(Problem) Copy out the line containing "TARGET = green tree" and each line after it, through the last one in the material, exactly as written.

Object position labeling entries

#####

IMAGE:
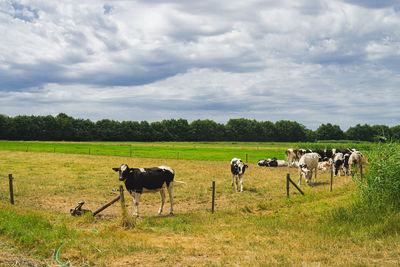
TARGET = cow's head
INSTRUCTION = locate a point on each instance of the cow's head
(123, 171)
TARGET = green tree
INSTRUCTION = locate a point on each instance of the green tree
(290, 131)
(206, 130)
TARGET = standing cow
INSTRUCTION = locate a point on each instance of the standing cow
(146, 180)
(355, 159)
(307, 164)
(338, 163)
(237, 169)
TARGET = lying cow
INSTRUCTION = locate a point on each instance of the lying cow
(272, 163)
(307, 164)
(145, 180)
(237, 169)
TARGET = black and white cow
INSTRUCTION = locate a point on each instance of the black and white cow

#####

(Solution for this problem)
TARGET = green tree
INSTRUCTION = locate a point on each instance of the green tree
(290, 131)
(206, 130)
TARGET = standing cow
INSTRUCTION = locate a point on each instance of the standing cow
(146, 180)
(355, 159)
(307, 164)
(338, 163)
(237, 169)
TARGET = lying cow
INSTRUCTION = locate a point on each instance of the lying cow
(272, 163)
(307, 164)
(145, 180)
(237, 169)
TARGET = black and white cow
INSTRUCTION = locate a point on each instance of the black and white cow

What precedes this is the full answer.